**THE PROBLEM**
Would you reproduce the entries that follow exactly as they appear?

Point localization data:
···

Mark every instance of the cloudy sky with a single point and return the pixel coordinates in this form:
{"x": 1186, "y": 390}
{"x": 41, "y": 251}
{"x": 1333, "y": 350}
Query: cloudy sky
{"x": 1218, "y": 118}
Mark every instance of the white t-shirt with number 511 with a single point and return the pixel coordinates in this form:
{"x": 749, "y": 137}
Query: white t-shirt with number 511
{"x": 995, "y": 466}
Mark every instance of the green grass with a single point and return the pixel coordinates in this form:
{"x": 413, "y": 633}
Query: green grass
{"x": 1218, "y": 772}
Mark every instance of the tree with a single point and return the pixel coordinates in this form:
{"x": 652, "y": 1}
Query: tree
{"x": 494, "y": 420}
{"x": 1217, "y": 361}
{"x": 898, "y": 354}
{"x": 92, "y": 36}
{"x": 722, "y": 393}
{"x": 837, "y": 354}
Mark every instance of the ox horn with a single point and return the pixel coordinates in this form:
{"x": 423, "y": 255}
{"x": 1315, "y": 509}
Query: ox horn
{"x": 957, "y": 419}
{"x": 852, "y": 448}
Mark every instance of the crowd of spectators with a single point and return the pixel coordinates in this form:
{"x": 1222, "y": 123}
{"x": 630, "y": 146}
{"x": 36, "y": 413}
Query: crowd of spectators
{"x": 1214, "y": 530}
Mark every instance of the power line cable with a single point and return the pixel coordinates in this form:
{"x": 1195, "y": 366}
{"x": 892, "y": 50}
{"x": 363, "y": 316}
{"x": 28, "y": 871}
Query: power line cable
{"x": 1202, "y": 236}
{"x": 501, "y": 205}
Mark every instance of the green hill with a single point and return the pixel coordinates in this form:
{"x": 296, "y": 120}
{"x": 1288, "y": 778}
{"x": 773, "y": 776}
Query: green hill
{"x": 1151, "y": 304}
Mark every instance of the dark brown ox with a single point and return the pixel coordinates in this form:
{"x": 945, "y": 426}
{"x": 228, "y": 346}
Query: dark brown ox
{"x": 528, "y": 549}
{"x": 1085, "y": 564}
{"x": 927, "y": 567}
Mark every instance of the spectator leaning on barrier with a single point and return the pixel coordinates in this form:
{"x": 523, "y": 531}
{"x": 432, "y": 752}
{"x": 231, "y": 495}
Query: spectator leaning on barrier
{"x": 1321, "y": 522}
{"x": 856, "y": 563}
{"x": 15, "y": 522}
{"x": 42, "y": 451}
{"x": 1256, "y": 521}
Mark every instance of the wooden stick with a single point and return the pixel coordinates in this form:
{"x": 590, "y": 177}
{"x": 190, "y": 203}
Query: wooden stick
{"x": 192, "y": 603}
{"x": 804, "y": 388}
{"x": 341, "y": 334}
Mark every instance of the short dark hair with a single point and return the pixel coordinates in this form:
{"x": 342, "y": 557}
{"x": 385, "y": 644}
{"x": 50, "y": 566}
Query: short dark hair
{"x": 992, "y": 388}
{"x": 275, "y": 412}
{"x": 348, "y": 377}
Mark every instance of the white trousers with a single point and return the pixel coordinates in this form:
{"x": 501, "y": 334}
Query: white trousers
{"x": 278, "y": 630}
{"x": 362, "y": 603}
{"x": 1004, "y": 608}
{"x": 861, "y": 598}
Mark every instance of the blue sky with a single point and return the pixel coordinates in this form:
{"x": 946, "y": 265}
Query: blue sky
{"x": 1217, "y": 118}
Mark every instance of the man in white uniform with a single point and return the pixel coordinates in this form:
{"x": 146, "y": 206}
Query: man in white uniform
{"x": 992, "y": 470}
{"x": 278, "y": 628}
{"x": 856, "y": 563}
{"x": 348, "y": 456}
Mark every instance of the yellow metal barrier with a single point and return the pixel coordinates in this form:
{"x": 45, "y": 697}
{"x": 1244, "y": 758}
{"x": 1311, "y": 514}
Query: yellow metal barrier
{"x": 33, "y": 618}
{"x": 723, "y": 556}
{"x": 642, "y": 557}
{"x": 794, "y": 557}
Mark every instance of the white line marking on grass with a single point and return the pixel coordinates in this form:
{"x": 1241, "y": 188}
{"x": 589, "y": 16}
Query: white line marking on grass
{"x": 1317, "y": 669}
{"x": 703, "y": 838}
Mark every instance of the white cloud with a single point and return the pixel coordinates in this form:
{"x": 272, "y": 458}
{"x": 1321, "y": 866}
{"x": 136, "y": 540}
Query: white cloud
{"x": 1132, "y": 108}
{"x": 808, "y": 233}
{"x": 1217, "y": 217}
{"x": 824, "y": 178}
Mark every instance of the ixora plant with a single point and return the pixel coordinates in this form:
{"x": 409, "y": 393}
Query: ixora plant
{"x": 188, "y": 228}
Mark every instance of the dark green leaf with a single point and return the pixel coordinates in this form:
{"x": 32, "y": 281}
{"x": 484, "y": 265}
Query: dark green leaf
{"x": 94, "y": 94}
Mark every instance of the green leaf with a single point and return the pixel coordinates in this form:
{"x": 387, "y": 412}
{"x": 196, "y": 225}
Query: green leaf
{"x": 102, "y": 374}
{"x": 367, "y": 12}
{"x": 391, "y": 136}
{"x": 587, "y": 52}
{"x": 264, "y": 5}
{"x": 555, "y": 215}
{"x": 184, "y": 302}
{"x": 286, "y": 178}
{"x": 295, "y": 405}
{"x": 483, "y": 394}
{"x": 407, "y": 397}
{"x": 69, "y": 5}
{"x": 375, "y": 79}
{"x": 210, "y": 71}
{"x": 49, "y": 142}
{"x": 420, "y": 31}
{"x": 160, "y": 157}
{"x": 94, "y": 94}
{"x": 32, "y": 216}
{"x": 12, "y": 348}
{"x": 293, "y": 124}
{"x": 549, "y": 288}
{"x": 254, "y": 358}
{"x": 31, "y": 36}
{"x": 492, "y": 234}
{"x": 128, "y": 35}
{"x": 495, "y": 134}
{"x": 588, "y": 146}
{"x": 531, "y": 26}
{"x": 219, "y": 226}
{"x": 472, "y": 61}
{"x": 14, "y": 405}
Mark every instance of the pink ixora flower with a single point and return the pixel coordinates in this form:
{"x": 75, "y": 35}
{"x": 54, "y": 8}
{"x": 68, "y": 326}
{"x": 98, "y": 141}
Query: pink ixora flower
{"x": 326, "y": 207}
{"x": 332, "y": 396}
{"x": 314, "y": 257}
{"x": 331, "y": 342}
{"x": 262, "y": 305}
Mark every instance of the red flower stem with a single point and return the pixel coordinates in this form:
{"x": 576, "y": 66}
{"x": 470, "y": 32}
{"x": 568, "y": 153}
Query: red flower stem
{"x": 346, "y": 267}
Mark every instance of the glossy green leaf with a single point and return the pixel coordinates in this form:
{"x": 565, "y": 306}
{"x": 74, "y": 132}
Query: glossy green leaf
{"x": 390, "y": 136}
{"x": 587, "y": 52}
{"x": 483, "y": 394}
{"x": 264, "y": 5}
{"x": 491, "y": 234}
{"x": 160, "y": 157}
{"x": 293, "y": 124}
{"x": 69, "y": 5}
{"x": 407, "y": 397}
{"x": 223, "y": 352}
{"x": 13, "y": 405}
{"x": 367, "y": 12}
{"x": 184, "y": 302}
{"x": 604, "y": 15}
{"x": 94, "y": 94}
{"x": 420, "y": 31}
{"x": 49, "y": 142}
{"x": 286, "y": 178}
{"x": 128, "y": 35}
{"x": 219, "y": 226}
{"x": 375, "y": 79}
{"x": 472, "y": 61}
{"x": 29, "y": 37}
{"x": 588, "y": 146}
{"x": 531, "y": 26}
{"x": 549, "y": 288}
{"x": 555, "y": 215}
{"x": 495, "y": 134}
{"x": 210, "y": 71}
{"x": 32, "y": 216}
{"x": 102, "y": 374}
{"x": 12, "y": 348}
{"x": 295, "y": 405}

···

**ANSWER SPACE**
Mark every instance of the cloudy sky with a single point and return the pixel coordinates in this form:
{"x": 1186, "y": 390}
{"x": 41, "y": 251}
{"x": 1333, "y": 350}
Query: cloudy sky
{"x": 1218, "y": 118}
Mark every instance of the white t-shirt with number 511 with a single point and return the pixel coordinates in this form:
{"x": 749, "y": 137}
Query: white t-shirt with number 511
{"x": 995, "y": 466}
Mark every instance of the green grass with a single point and return the pixel coordinates in this form:
{"x": 413, "y": 633}
Query: green grass
{"x": 1218, "y": 772}
Mark every instance of the tree with a single point and return the pixel coordinates in this form:
{"x": 652, "y": 1}
Query: tree
{"x": 494, "y": 420}
{"x": 1217, "y": 361}
{"x": 898, "y": 354}
{"x": 92, "y": 36}
{"x": 722, "y": 393}
{"x": 837, "y": 354}
Mark every instance of the ox horn with a single point and return the pixel coordinates in this form:
{"x": 423, "y": 255}
{"x": 1315, "y": 509}
Query: ox horn
{"x": 957, "y": 419}
{"x": 852, "y": 448}
Mark every instance of the crowd of spectators with a single point and return the pixel coordinates in this form:
{"x": 1222, "y": 123}
{"x": 630, "y": 146}
{"x": 36, "y": 413}
Query: crowd of spectators
{"x": 1214, "y": 530}
Mark every instance of the power line cable with a single point and return the pixel coordinates in this form:
{"x": 1195, "y": 366}
{"x": 892, "y": 50}
{"x": 363, "y": 316}
{"x": 28, "y": 871}
Query: power line cable
{"x": 1202, "y": 236}
{"x": 501, "y": 205}
Mark every instance of the green hill with a single point and return the pixel coordinates in this form:
{"x": 296, "y": 120}
{"x": 1288, "y": 778}
{"x": 773, "y": 776}
Query: green hill
{"x": 1151, "y": 304}
Mark every instance of the dark brown ox with a single point and return the pixel coordinates in this form:
{"x": 945, "y": 426}
{"x": 228, "y": 346}
Query: dark brown ox
{"x": 528, "y": 549}
{"x": 1085, "y": 564}
{"x": 927, "y": 567}
Mark every instance of the spectator leaning on barrier with a single point and return the pixel coordinates in this form:
{"x": 523, "y": 531}
{"x": 432, "y": 752}
{"x": 231, "y": 495}
Query: spectator leaning on barrier
{"x": 1321, "y": 522}
{"x": 856, "y": 563}
{"x": 15, "y": 522}
{"x": 42, "y": 451}
{"x": 1256, "y": 521}
Mark every instance of the wooden stick with a single point and return the pixel coordinates in this form:
{"x": 590, "y": 177}
{"x": 190, "y": 203}
Query: wooden stick
{"x": 192, "y": 603}
{"x": 804, "y": 388}
{"x": 341, "y": 334}
Mark every instance of the short dark hair with a single point and return the pixel coordinates in this form:
{"x": 342, "y": 557}
{"x": 385, "y": 644}
{"x": 50, "y": 566}
Query: short dark hair
{"x": 992, "y": 388}
{"x": 275, "y": 412}
{"x": 348, "y": 377}
Mark every instance of the white trousers with a single point and return the pixel coordinates in this form:
{"x": 501, "y": 334}
Query: white trousers
{"x": 278, "y": 630}
{"x": 362, "y": 603}
{"x": 1004, "y": 608}
{"x": 861, "y": 598}
Mark every instance of the blue sky with a single point and return the pixel coordinates in this form:
{"x": 946, "y": 265}
Query: blue sky
{"x": 1217, "y": 118}
Mark every instance of the man in white uniform with a single point and return the pixel coordinates in this form:
{"x": 146, "y": 206}
Query: man in white uniform
{"x": 992, "y": 470}
{"x": 278, "y": 628}
{"x": 856, "y": 563}
{"x": 348, "y": 456}
Mark every instance of the yellow metal barrier with a single point and return the pixel coordinates in this form:
{"x": 45, "y": 697}
{"x": 1244, "y": 758}
{"x": 1311, "y": 514}
Query: yellow metal barrier
{"x": 33, "y": 618}
{"x": 723, "y": 556}
{"x": 642, "y": 557}
{"x": 794, "y": 557}
Mark every instance of the white line marking on grass with a single point and return the pixel coordinates in this form:
{"x": 1241, "y": 188}
{"x": 589, "y": 16}
Query: white line marking on grass
{"x": 1317, "y": 669}
{"x": 703, "y": 838}
Mark every instance of the white cloud with a single point and return the pixel coordinates in this form:
{"x": 272, "y": 458}
{"x": 1321, "y": 866}
{"x": 136, "y": 540}
Query: white cloud
{"x": 1132, "y": 108}
{"x": 808, "y": 233}
{"x": 1217, "y": 217}
{"x": 824, "y": 178}
Mark every instance of the ixora plant with a single point and return the pixel coordinates in this form:
{"x": 409, "y": 393}
Query: ixora plant
{"x": 188, "y": 228}
Mark every instance of the dark green leaf with a single point and return the pixel coordinates in this form:
{"x": 32, "y": 281}
{"x": 484, "y": 265}
Query: dark green leaf
{"x": 94, "y": 94}
Mark every instance of the green leaf with a single point and return the pixel coordinates in this form:
{"x": 387, "y": 412}
{"x": 196, "y": 225}
Query: green leaf
{"x": 102, "y": 374}
{"x": 367, "y": 12}
{"x": 391, "y": 136}
{"x": 587, "y": 52}
{"x": 264, "y": 5}
{"x": 555, "y": 215}
{"x": 184, "y": 302}
{"x": 286, "y": 178}
{"x": 295, "y": 405}
{"x": 483, "y": 394}
{"x": 407, "y": 397}
{"x": 69, "y": 5}
{"x": 375, "y": 79}
{"x": 210, "y": 71}
{"x": 49, "y": 142}
{"x": 420, "y": 31}
{"x": 160, "y": 157}
{"x": 94, "y": 94}
{"x": 32, "y": 216}
{"x": 12, "y": 348}
{"x": 293, "y": 124}
{"x": 549, "y": 288}
{"x": 254, "y": 358}
{"x": 31, "y": 36}
{"x": 492, "y": 234}
{"x": 128, "y": 35}
{"x": 495, "y": 134}
{"x": 588, "y": 146}
{"x": 531, "y": 26}
{"x": 219, "y": 226}
{"x": 472, "y": 61}
{"x": 14, "y": 405}
Mark every instance of the pink ixora flower with a single point and return the pixel coordinates in this form:
{"x": 75, "y": 35}
{"x": 54, "y": 8}
{"x": 68, "y": 326}
{"x": 98, "y": 141}
Query: pink ixora flower
{"x": 326, "y": 207}
{"x": 332, "y": 396}
{"x": 314, "y": 257}
{"x": 331, "y": 342}
{"x": 262, "y": 305}
Mark every instance of the red flower stem with a single point and return the pixel coordinates in this form:
{"x": 576, "y": 66}
{"x": 470, "y": 32}
{"x": 568, "y": 153}
Query: red flower stem
{"x": 346, "y": 267}
Mark every instance of the glossy green leaf with a single point and return the pixel coordinates in this form:
{"x": 565, "y": 306}
{"x": 74, "y": 132}
Query: glossy green leaf
{"x": 390, "y": 136}
{"x": 587, "y": 52}
{"x": 483, "y": 394}
{"x": 264, "y": 5}
{"x": 491, "y": 234}
{"x": 160, "y": 157}
{"x": 293, "y": 124}
{"x": 69, "y": 5}
{"x": 407, "y": 397}
{"x": 223, "y": 352}
{"x": 13, "y": 405}
{"x": 367, "y": 12}
{"x": 184, "y": 302}
{"x": 604, "y": 15}
{"x": 94, "y": 94}
{"x": 420, "y": 31}
{"x": 49, "y": 142}
{"x": 286, "y": 178}
{"x": 128, "y": 35}
{"x": 219, "y": 226}
{"x": 375, "y": 79}
{"x": 472, "y": 61}
{"x": 29, "y": 37}
{"x": 588, "y": 146}
{"x": 531, "y": 26}
{"x": 549, "y": 288}
{"x": 555, "y": 215}
{"x": 495, "y": 134}
{"x": 210, "y": 71}
{"x": 32, "y": 216}
{"x": 102, "y": 374}
{"x": 12, "y": 348}
{"x": 295, "y": 405}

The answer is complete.